:: Dane do użycia ::
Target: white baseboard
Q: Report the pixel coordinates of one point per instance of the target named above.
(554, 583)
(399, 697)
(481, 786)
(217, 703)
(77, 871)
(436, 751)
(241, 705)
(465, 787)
:::
Przeskaluj współrzędne w odpowiedziach we wszystkich wierszach powyżej: pomnóż je przez 0,35 i zaokrąglij do liczb całkowitych, połówki w górę. Wypisz ponownie wszystkie wiersze, także te bez liczb.

Target: white baseboard
Q: Report the pixel coordinates of one point per instance of the target named above.
(194, 204)
(140, 244)
(168, 275)
(76, 246)
(27, 305)
(153, 263)
(84, 247)
(163, 275)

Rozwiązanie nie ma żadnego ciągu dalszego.